-- Data supplied follows --
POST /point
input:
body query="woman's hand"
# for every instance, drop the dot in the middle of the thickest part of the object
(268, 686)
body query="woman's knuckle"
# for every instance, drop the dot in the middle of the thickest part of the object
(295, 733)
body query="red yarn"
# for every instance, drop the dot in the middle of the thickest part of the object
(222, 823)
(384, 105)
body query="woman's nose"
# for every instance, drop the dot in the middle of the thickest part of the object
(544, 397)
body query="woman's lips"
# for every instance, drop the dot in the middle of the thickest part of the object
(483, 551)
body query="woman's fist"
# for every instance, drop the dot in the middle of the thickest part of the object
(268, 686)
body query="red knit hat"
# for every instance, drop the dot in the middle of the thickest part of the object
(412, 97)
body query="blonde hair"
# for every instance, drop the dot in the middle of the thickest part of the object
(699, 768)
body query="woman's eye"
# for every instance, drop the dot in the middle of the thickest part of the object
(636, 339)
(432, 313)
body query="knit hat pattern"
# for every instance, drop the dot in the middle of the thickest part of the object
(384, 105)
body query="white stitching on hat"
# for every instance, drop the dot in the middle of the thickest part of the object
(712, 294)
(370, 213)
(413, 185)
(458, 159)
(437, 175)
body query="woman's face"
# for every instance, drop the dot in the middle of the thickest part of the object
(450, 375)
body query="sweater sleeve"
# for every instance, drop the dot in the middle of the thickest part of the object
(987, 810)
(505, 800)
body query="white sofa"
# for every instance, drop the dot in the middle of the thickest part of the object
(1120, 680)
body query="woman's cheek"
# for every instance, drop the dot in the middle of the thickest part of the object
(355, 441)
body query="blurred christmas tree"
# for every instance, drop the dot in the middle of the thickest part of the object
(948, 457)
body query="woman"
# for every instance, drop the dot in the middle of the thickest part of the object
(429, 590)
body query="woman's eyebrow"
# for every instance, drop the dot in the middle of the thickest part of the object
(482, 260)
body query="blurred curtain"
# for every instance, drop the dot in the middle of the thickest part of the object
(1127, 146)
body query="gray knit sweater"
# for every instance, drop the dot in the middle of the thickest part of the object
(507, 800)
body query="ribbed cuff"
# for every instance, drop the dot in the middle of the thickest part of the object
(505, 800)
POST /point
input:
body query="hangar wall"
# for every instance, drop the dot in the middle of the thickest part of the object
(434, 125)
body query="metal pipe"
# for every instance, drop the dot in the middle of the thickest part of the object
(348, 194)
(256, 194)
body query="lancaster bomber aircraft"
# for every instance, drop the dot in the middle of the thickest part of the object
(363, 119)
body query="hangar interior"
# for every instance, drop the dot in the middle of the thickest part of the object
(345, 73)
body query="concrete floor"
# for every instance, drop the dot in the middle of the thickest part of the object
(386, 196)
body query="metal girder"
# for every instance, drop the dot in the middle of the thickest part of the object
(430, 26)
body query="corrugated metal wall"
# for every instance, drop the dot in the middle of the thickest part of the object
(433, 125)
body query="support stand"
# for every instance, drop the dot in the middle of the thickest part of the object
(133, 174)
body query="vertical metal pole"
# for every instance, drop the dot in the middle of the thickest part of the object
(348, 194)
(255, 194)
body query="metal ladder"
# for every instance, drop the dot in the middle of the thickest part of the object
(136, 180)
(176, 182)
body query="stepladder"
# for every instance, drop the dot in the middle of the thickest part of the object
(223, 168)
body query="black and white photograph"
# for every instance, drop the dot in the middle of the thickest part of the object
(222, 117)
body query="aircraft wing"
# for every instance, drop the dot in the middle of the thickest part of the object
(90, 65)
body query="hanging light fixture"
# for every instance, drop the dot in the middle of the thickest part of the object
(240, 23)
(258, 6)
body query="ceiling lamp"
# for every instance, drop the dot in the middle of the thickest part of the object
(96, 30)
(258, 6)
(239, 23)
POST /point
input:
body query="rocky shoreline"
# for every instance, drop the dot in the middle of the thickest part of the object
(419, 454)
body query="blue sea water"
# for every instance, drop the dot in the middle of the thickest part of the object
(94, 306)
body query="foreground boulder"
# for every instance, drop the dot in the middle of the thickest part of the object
-- Data supplied concluded --
→ To do: Scan the data above; copy every line where "sweater" appears.

→ Result below:
body query="sweater sleeve"
body query="gray knit sweater"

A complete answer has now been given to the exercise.